[Xen-devel] Re: SSIDs and domain migration
aliguori@xxxxxxxxxxxxxxxxxxxxxxx wrote on 01/19/2006
> Hi Reiner,
> There was quite a bit of talk at the Summit about the difficulties
> migration in secure Xen. I know one area of difficulty is managing
> SSID references since they're only meaningful on the local machine
> depend on the installed policies.
This is an important topic to discuss.
You are right, SSID references are local. When a domain
is saved and restored on the same system under the same policy, then this
works naturally. If a domain is migrated (or restored under another binary
policy), then this local ssidref of the originating system must be translated
to the ssid reference on the destination system so that it matches the
protection property of the originating system. [For system clusters, the
same binary policy can be distributed to all systems and ssidref translation
might not be necessary.]
> Could you comment on how this could be handled today in Xen? Should
> migration ignore the SSID refs for now?
SSIDrefs can be ignored if security is not configured.
If ACM security is configured and active, then ssidrefs cannot be ignored.
In this case, the problem must be either fixed or labeled VMs should not
be migrated (I opt for fixing it).
The way source xml security policies and labels are
translated into the local binary ssid references enables us to translate
back and forth between ssidref and label names on a single system. We use
this in scripts to label and display virtual machine security configurations.
Assuming that migration takes place between mutually
trusted machines that understand the same security label names, one solution
can be outlined as follows and could be integrated into the migration tools:
a) before migrating a labeled domain from system A
to system B, the migration management applications on both systems must
synchronize and ensure that both systems run the same policy types (e.g.,
Chinese Wall & Simple Type Enforcement). If they don't run the same
type of policy (e.g., system A runs STE, system B runs NULL), then migration
cannot take place within the access control environment. Any domain 0 can
retrieve the current policy configuration from the hypervisor using the
"xensec_tool get_policy" command and reading the primary and
secondary policy names from the returned buffer.

:: Dataset ::
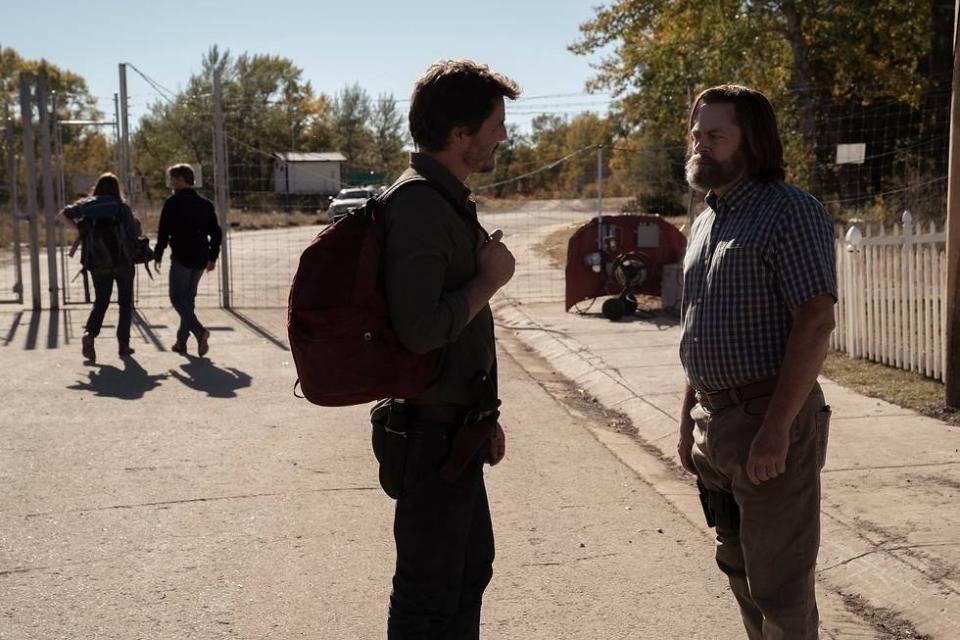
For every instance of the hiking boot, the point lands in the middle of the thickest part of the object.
(88, 351)
(202, 346)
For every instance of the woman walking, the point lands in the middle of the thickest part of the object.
(108, 234)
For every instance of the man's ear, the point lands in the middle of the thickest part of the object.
(457, 136)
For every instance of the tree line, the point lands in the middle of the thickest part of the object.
(862, 71)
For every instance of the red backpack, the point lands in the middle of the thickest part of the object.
(338, 325)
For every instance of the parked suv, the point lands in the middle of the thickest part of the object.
(347, 199)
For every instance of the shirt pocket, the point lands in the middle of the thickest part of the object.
(738, 274)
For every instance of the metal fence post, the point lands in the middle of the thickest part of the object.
(26, 111)
(221, 188)
(50, 215)
(124, 132)
(600, 197)
(14, 202)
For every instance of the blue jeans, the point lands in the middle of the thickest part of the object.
(103, 289)
(183, 293)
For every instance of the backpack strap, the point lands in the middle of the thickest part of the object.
(397, 186)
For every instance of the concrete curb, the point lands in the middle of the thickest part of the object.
(853, 560)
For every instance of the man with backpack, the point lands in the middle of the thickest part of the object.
(189, 224)
(108, 235)
(441, 270)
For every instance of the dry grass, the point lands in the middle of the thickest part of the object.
(902, 388)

:: Prompt A ::
Can you sum up the post on SSIDs and domain migration in two sentences?
:: Prompt B ::
Could you continue the post on SSIDs and domain migration from where it stops?
The rows come from a separate source, unrelated to the post on SSIDs and domain migration.

:: Task response A ::
SSID references are local, so they work naturally when a domain is saved and restored on the same system under the same policy, but migration requires translating the originating ssidref to one on the destination system; they can be ignored only when security is not configured. For mutually trusted machines that understand the same security label names, the proposed solution begins with the migration management applications on both systems synchronizing to confirm they run the same policy types, since otherwise migration cannot take place within the access control environment.

:: Task response B ::
--> I assume that there is already some synchronization
going on between A and B to sync other migration information and that the
policy information could be included here
b) before migrating a domain, translate the local
ssidref of the domain into the more generic label name that is understood
by both systems (e.g., in the current example policy an ssidref of 0x00020002
could translate into the label name dom_HomeBanking)
--> the following command sequence can be
used to achieve this:
i) read the 'ssidref' from the vm description
ii) /etc/xen/acm-security/scripts/getlabel.sh -sid 'ssidref'
(will yield the policy and the label name which can be awk'ed from there)
iii) replace the local ssidref with the ascii label
in the vm description
The length of the vm description header is likely
to changes here, since the label name might have more or less characters
than the ssidref number.
c) before instantiating a migrated domain on the destination
system, translate the generic label name back into the matching local ssidref
--> the following command sequence can be used
to re-label the configuration file:
i) read the label name from the vm description (inserted
before migration, see above)
ii) translate the label into the ssidref on the destination
(the security tools setlabel.sh script should be extended to enable the
translation of a label into a ssidref without writing it into a vm config
iii) write this new ssidref into the vm description
before instantiating the domain on the destination system (could be combined
with ii) in a new option of setlabel.sh)
The length of the vm description header will likely
change, since label and ssidref might have different character lengths.
>Is there a complete long term
It might be helpful to add a "domain of interpretation"
into the policy files' metadata. This field links an xml policy to the
interpretation of the defined policy labels. By verifying that both A and
B link to the same interpretation (interpretations should be from a universal
name space), they can ensure that they not only know the same label names
but that they also have a common and compatible interpretation of what
the label is supposed to mean.
The outlined solution also assumes that both systems trust each other.
Later on, we can extend such a migration to achieve stronger guarantees
by using remote attestation to verify or establish the security properties
of the security enforcement and the enforced policy on the destination
system. Additionally, the mapping of label names between policies of different
domains of interpretation can be added to make the solution more generic.
Finally, there seems to be interesting work left in
figuring out if and how different security policies have compatible enforcement
properties. While the fully generic approach might be very hard to solve,
restricting the policies might lead to solutions that cover sufficient
usage scenarios in an automatic fashion.
Does this sound like a reasonable approach ?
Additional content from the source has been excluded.